Travail à faire:
(a) Dans la lettre du 15 novembre, de qui une lettre a-t-elle été reçue ?
(b) Recopiez mot pour mot le passage de la lettre du 15 novembre qui commence par « Pauvre ange adoré, tu » et se poursuit jusqu'à « ses craintes absurdes. ».
(c) Pour chacune des affirmations suivantes, dites par oui ou par non si elle concorde avec la lettre du 15 novembre, en citant fidèlement les mots du texte qui en décident : (i) la lettre est écrite un jeudi soir ; (ii) c'est Mme Guérard qui a donné des places dans sa loge ; (iii) la personne qui écrit n'a pas l'intention de répondre à Mme Guérard.

Texte du document:
------------------------------------

15 novembre [1838], jeudi soir, [7 ?] h. ¾
Je t’aime, mon bien aimé, c’est toujours par là que je commence mes lettres et que je les finis. C’est aussi par là que je commence toutes mes pensés, toutes mes actions, et j’espère finir ma vie par là, si l’âme ne survit pas au corps.
Pauvre ange adoré, tu as été ineffablement bon toute la journée, je ne sais comment te dire combien je suis touchée et comblée de ton admirable douceur. Mon Dieu que c’est [vrai ?] et que je m’en veux de ne pas te l’exprimer aussi bien que je le sens.
J’ai reçu une lettre de Mme Guérard, elle paraît très inquiète de ma brusque disparition de la loge l’autre soir, elle semble craindre que ce ne soit à cause d’elle parce que je ne t’aurais pas averti que je lui donnais des places dans ma loge. Sa lettre est vraiment gentille, je compte bien lui répondre une bonne petite lettre qui vous laissera blanc comme neige tout en lui ôtant ses craintes absurdes.

------------------------------------

Extrait des données:
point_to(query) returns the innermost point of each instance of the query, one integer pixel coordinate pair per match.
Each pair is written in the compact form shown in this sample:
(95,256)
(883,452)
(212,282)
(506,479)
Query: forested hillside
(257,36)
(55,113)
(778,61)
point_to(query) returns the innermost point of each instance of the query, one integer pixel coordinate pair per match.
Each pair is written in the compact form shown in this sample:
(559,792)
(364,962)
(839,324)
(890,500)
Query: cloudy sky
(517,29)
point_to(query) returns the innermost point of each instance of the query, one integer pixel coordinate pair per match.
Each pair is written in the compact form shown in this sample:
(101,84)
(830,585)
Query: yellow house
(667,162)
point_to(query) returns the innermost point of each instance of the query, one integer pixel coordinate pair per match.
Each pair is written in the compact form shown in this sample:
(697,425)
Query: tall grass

------------------------------------

Réponses aux consignes:
(a) De Mme Guérard.

(b)
Pauvre ange adoré, tu as été ineffablement bon toute la journée, je ne sais comment te dire combien je suis touchée et comblée de ton admirable douceur. Mon Dieu que c’est [vrai ?] et que je m’en veux de ne pas te l’exprimer aussi bien que je le sens.
J’ai reçu une lettre de Mme Guérard, elle paraît très inquiète de ma brusque disparition de la loge l’autre soir, elle semble craindre que ce ne soit à cause d’elle parce que je ne t’aurais pas averti que je lui donnais des places dans ma loge. Sa lettre est vraiment gentille, je compte bien lui répondre une bonne petite lettre qui vous laissera blanc comme neige tout en lui ôtant ses craintes absurdes.

(c)
(i) Oui : « jeudi soir ».
(ii) Non : « je lui donnais des places dans ma loge ».
(iii) Non : « je compte bien lui répondre une bonne petite lettre ».